- _TASK DETAILS_
Please find every line in the records below that contains the word "wooden" and copy each one out. Case counts.

- _TASK INPUT_

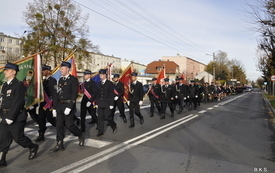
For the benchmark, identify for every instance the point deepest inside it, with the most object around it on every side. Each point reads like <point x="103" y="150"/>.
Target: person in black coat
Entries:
<point x="88" y="100"/>
<point x="64" y="107"/>
<point x="193" y="95"/>
<point x="13" y="115"/>
<point x="181" y="93"/>
<point x="167" y="98"/>
<point x="105" y="102"/>
<point x="45" y="108"/>
<point x="154" y="94"/>
<point x="118" y="99"/>
<point x="135" y="99"/>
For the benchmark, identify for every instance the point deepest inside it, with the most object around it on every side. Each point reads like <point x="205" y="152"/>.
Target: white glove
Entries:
<point x="54" y="113"/>
<point x="67" y="111"/>
<point x="88" y="104"/>
<point x="8" y="121"/>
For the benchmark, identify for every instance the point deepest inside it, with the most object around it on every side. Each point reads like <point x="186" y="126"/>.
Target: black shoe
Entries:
<point x="3" y="162"/>
<point x="92" y="122"/>
<point x="33" y="151"/>
<point x="59" y="146"/>
<point x="81" y="139"/>
<point x="141" y="120"/>
<point x="40" y="138"/>
<point x="125" y="120"/>
<point x="99" y="135"/>
<point x="115" y="129"/>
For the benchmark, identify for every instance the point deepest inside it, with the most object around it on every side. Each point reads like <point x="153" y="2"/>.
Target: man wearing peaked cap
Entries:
<point x="13" y="115"/>
<point x="105" y="102"/>
<point x="64" y="107"/>
<point x="136" y="100"/>
<point x="45" y="108"/>
<point x="88" y="101"/>
<point x="118" y="99"/>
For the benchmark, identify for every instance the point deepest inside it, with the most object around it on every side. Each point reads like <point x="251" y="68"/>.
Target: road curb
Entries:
<point x="269" y="105"/>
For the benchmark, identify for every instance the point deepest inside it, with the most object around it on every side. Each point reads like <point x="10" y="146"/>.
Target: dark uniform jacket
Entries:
<point x="91" y="88"/>
<point x="119" y="88"/>
<point x="181" y="90"/>
<point x="193" y="91"/>
<point x="105" y="94"/>
<point x="49" y="86"/>
<point x="136" y="92"/>
<point x="67" y="92"/>
<point x="155" y="92"/>
<point x="13" y="101"/>
<point x="167" y="93"/>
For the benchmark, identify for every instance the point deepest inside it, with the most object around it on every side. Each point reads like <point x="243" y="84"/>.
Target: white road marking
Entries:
<point x="123" y="146"/>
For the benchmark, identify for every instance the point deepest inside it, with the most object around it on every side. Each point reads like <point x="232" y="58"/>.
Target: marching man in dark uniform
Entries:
<point x="181" y="93"/>
<point x="154" y="96"/>
<point x="135" y="99"/>
<point x="64" y="106"/>
<point x="13" y="115"/>
<point x="118" y="100"/>
<point x="168" y="94"/>
<point x="88" y="101"/>
<point x="105" y="102"/>
<point x="45" y="108"/>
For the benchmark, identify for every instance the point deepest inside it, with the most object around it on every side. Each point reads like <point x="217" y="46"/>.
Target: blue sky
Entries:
<point x="192" y="28"/>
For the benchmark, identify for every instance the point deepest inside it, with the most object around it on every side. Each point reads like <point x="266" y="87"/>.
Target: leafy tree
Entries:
<point x="57" y="26"/>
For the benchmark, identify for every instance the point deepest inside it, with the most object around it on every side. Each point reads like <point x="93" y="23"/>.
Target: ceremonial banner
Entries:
<point x="161" y="76"/>
<point x="126" y="79"/>
<point x="30" y="73"/>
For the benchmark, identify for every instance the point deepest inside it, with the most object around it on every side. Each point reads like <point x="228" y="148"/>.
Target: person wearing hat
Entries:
<point x="193" y="95"/>
<point x="167" y="98"/>
<point x="118" y="99"/>
<point x="13" y="115"/>
<point x="45" y="108"/>
<point x="154" y="96"/>
<point x="89" y="89"/>
<point x="105" y="102"/>
<point x="135" y="99"/>
<point x="64" y="107"/>
<point x="181" y="93"/>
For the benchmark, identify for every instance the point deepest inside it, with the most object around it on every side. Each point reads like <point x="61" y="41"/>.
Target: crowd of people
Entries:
<point x="99" y="100"/>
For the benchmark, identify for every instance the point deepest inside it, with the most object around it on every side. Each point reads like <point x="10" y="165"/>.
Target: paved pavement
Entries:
<point x="233" y="135"/>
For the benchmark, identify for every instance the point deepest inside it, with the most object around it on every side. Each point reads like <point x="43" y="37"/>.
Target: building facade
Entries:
<point x="187" y="66"/>
<point x="10" y="48"/>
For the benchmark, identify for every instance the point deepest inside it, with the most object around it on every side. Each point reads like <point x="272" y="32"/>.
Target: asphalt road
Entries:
<point x="232" y="135"/>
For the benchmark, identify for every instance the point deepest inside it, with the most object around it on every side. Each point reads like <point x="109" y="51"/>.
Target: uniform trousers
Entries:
<point x="104" y="114"/>
<point x="14" y="131"/>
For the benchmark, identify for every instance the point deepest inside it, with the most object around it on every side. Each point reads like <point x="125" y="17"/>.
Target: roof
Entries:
<point x="155" y="66"/>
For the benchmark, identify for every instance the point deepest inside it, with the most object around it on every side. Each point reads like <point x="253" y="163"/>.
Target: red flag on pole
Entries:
<point x="126" y="79"/>
<point x="161" y="75"/>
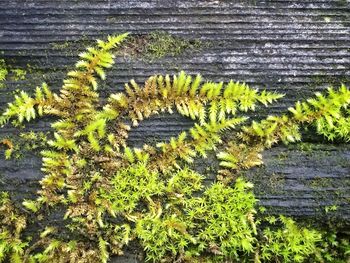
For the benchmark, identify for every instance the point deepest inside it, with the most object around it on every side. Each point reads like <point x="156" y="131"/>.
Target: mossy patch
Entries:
<point x="159" y="44"/>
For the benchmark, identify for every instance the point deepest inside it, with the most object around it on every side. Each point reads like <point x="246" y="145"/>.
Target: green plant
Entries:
<point x="113" y="194"/>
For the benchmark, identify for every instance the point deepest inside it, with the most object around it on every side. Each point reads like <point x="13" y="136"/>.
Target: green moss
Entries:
<point x="159" y="44"/>
<point x="19" y="74"/>
<point x="16" y="146"/>
<point x="326" y="80"/>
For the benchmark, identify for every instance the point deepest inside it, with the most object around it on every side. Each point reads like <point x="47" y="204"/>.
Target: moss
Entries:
<point x="16" y="146"/>
<point x="19" y="74"/>
<point x="324" y="81"/>
<point x="157" y="45"/>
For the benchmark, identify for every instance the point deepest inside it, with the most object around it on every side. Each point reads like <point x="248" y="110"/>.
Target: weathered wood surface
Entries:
<point x="288" y="46"/>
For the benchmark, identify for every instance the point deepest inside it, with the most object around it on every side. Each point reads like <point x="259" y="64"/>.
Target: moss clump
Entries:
<point x="159" y="44"/>
<point x="112" y="194"/>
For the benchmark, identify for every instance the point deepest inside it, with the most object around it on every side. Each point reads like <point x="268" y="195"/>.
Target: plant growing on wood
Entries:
<point x="113" y="194"/>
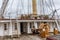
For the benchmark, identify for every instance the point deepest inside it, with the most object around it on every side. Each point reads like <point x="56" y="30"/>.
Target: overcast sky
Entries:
<point x="23" y="6"/>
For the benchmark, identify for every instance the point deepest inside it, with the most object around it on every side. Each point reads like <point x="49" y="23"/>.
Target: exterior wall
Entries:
<point x="27" y="28"/>
<point x="1" y="29"/>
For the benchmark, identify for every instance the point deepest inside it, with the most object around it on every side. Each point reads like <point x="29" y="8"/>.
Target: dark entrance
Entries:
<point x="23" y="26"/>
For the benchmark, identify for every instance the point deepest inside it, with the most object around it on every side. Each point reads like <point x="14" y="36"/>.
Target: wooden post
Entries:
<point x="55" y="31"/>
<point x="34" y="8"/>
<point x="43" y="33"/>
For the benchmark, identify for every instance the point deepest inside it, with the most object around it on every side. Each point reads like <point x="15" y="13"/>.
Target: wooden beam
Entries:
<point x="34" y="7"/>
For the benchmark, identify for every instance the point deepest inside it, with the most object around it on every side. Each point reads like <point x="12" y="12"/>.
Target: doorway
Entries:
<point x="23" y="27"/>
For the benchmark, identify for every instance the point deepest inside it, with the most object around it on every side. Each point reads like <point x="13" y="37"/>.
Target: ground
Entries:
<point x="26" y="37"/>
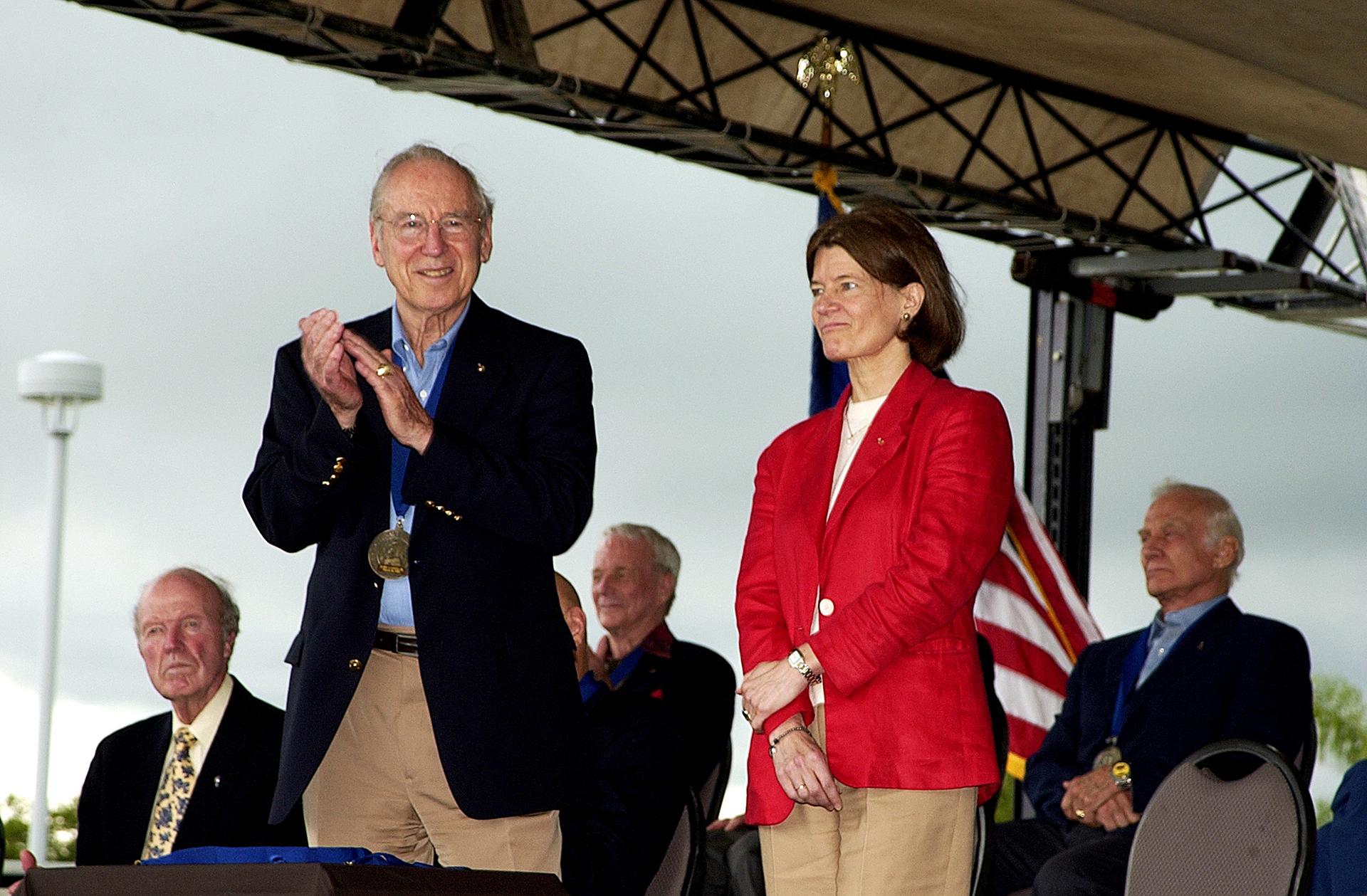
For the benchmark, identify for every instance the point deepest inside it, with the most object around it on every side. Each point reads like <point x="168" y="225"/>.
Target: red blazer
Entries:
<point x="922" y="511"/>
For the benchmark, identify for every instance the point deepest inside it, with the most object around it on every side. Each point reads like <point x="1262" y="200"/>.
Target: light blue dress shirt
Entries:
<point x="397" y="596"/>
<point x="1168" y="628"/>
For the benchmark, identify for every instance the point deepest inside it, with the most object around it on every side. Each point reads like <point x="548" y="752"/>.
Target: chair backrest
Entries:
<point x="714" y="789"/>
<point x="1209" y="832"/>
<point x="684" y="858"/>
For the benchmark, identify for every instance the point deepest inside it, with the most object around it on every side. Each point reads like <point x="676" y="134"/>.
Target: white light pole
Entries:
<point x="62" y="381"/>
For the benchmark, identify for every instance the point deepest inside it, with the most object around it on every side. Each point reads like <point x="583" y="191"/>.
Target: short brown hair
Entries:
<point x="897" y="249"/>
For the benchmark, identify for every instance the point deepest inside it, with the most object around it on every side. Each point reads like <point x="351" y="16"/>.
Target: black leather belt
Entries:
<point x="397" y="642"/>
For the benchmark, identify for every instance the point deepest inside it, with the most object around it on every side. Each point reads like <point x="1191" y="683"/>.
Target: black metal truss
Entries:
<point x="983" y="194"/>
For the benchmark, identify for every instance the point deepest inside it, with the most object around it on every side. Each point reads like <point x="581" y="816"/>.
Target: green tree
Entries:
<point x="1341" y="717"/>
<point x="62" y="829"/>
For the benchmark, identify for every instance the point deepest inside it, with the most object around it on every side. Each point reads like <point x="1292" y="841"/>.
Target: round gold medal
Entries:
<point x="389" y="554"/>
<point x="1108" y="757"/>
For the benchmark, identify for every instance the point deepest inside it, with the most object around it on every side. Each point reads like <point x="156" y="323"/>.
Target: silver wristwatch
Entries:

- _ANSWER TO THIS TASK_
Target: wooden post
Target: wooden beam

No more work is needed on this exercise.